What to work on:
Transcribe the vixie-cron warning thread word for word, starting with "I recently pulled" and going on through "systems USE=-pam ;)".

Text segment:
== == ==
# Warning to vixie-cron users...

## eccerr0r

Today I tried emerge --update @world after about almost 3 weeks. 

It came out CLEAN, no updates.  That can't be right, have the Gentoo dev team been slacking?

No!  I then noticed I had not gotten an emerge --sync for over two weeks, despite having a cron job to do this every other day.

I recently pulled an update and something got updated, might be glibc or pam along with gcc.  Anyway, vixie-cron had been running fine in the background or at least I thought it was as the process was still running.  Turns out that it was trying to run but coughing up errors when it couldn't dynamically link modules to pam.

A simple restart of vixie-cron was sufficient to restore operation.

Just a word of warning to anyone depending on cron syncs... restart your daemons and ensure they're still running after any update, and sometimes rebooting is not a bad idea (no wonder M$ wants a reboot!)

----------

## Ant P.

Ah, thanks for the reminder why I run all my systems USE=-pam ;)
== == ==
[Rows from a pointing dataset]
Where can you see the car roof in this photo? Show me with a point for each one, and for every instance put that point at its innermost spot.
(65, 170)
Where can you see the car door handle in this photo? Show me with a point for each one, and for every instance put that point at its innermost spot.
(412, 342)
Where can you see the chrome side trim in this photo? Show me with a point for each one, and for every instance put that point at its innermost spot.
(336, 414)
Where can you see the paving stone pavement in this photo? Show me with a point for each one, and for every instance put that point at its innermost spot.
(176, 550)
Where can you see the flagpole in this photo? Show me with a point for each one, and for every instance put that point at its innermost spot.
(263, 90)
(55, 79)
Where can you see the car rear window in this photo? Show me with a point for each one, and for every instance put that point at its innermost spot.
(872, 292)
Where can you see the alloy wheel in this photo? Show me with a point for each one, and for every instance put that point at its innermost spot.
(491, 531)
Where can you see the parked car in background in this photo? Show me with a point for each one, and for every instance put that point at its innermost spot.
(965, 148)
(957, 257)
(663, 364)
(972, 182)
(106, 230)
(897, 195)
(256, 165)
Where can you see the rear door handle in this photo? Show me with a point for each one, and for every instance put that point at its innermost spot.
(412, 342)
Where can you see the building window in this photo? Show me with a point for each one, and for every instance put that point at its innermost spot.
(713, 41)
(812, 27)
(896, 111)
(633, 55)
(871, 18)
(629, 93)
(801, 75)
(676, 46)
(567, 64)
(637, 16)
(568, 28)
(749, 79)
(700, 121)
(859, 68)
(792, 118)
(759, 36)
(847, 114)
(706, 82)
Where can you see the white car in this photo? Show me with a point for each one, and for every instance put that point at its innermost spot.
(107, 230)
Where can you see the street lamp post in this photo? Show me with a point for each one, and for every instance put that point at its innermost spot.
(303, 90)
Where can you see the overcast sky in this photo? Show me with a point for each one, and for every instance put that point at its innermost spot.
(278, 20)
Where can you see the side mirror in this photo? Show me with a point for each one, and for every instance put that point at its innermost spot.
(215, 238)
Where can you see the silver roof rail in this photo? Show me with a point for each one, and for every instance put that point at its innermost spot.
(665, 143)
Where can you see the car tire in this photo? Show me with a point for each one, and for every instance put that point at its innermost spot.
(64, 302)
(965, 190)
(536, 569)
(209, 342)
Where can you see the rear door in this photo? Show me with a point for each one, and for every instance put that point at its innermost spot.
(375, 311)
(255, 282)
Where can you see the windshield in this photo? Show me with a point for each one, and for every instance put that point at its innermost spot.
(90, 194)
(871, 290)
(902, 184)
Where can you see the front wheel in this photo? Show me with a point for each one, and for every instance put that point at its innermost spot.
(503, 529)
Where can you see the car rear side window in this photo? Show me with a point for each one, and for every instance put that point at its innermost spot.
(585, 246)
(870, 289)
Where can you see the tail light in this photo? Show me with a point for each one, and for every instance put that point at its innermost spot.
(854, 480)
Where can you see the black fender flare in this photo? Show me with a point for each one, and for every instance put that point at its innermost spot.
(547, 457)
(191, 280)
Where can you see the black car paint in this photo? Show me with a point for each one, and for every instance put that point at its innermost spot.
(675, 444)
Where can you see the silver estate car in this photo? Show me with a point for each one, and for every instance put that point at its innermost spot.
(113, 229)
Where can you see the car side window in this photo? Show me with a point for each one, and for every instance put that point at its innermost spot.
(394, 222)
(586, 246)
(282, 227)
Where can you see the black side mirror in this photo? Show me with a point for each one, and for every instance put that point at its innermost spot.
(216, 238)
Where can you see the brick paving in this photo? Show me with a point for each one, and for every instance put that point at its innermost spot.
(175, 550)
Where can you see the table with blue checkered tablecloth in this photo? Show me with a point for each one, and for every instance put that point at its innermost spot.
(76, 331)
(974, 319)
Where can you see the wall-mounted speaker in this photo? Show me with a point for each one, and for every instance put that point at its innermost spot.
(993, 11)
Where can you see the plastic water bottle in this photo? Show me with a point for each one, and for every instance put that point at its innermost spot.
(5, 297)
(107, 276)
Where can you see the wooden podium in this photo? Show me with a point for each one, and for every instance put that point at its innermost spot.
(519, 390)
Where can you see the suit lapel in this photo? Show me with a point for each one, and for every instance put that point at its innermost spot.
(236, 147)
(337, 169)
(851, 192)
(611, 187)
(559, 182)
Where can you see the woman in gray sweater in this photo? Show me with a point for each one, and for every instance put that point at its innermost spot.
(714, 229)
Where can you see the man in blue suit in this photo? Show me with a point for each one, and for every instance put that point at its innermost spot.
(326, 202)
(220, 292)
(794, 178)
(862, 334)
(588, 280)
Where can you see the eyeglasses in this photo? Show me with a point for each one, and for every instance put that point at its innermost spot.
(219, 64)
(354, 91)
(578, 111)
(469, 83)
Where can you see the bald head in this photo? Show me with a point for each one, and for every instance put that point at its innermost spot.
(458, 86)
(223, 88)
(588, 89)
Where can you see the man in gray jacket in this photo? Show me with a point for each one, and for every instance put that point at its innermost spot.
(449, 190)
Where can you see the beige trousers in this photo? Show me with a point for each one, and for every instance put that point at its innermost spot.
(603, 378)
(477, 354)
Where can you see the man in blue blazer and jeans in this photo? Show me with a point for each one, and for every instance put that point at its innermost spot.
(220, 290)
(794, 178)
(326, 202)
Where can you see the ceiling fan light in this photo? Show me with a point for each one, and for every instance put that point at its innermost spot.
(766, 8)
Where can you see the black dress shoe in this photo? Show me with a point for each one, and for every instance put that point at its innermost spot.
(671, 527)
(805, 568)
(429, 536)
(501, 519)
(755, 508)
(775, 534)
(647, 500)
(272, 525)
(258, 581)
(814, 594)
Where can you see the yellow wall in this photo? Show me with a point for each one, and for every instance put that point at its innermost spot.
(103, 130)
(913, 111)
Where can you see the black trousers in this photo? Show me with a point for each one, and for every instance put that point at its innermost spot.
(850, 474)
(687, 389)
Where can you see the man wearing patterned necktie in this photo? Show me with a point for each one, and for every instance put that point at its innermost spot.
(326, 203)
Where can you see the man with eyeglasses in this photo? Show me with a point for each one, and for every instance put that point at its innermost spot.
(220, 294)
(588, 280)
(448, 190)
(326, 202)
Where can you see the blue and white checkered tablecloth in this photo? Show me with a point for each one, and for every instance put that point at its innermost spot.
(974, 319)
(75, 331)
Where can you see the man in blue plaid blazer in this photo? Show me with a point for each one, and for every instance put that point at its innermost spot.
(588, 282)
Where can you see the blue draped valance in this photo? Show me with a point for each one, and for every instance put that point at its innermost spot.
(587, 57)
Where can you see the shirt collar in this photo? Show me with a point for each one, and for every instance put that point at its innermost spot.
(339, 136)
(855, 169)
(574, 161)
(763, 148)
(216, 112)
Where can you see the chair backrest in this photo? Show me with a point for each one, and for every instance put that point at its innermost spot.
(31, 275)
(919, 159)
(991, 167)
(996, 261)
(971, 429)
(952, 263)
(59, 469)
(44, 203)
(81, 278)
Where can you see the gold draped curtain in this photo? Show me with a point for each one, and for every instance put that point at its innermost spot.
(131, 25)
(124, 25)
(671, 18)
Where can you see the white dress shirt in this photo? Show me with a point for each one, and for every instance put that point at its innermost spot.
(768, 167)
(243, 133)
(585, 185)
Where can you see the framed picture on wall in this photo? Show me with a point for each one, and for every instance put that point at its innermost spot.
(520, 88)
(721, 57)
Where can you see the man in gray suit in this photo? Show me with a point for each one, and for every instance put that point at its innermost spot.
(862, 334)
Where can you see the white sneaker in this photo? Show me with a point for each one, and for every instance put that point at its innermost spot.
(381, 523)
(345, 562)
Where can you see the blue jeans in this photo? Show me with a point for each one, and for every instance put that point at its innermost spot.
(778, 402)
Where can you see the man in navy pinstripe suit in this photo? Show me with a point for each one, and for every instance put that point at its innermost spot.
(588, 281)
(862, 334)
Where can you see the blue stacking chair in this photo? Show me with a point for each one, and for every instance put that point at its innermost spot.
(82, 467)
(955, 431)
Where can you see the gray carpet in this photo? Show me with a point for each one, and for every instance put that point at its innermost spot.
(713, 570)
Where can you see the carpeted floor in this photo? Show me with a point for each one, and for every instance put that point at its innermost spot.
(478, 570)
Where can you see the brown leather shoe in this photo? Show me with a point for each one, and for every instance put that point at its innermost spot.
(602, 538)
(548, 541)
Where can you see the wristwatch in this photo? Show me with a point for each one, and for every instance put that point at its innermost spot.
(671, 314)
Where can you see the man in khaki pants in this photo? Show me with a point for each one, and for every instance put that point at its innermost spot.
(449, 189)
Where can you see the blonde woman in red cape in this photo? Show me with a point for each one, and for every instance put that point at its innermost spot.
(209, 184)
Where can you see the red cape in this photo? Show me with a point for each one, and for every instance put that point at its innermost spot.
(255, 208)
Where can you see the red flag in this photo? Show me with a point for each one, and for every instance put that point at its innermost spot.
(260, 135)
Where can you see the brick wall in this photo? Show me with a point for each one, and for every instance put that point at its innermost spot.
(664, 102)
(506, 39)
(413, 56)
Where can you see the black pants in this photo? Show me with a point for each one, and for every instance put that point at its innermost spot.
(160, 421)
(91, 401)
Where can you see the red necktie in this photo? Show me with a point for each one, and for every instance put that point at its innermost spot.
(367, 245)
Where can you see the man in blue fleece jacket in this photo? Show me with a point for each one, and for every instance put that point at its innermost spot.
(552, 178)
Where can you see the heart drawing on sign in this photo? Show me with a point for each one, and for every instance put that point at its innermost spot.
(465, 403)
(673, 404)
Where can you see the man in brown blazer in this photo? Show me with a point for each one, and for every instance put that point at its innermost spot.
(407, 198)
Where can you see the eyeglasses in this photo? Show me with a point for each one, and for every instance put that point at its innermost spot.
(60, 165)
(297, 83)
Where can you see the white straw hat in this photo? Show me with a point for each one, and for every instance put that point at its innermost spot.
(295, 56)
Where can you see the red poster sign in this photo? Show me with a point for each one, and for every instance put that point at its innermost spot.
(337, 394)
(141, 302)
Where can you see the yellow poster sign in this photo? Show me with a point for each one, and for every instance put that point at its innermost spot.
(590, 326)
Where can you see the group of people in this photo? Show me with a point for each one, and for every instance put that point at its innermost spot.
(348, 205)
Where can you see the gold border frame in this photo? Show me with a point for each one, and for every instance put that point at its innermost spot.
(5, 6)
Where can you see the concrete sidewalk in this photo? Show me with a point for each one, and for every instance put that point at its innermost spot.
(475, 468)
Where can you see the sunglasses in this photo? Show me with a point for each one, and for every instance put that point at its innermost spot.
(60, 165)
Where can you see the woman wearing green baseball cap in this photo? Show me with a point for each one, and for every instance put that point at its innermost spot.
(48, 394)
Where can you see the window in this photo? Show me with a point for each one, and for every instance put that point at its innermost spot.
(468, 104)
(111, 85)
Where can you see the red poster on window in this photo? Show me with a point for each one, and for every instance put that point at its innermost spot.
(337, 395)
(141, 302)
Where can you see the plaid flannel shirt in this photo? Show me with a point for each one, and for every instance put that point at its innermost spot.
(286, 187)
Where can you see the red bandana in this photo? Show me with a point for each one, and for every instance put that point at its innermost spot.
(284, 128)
== == ==
Final result:
I recently pulled an update and something got updated, might be glibc or pam along with gcc.  Anyway, vixie-cron had been running fine in the background or at least I thought it was as the process was still running.  Turns out that it was trying to run but coughing up errors when it couldn't dynamically link modules to pam.

A simple restart of vixie-cron was sufficient to restore operation.

Just a word of warning to anyone depending on cron syncs... restart your daemons and ensure they're still running after any update, and sometimes rebooting is not a bad idea (no wonder M$ wants a reboot!)

----------

## Ant P.

Ah, thanks for the reminder why I run all my systems USE=-pam ;)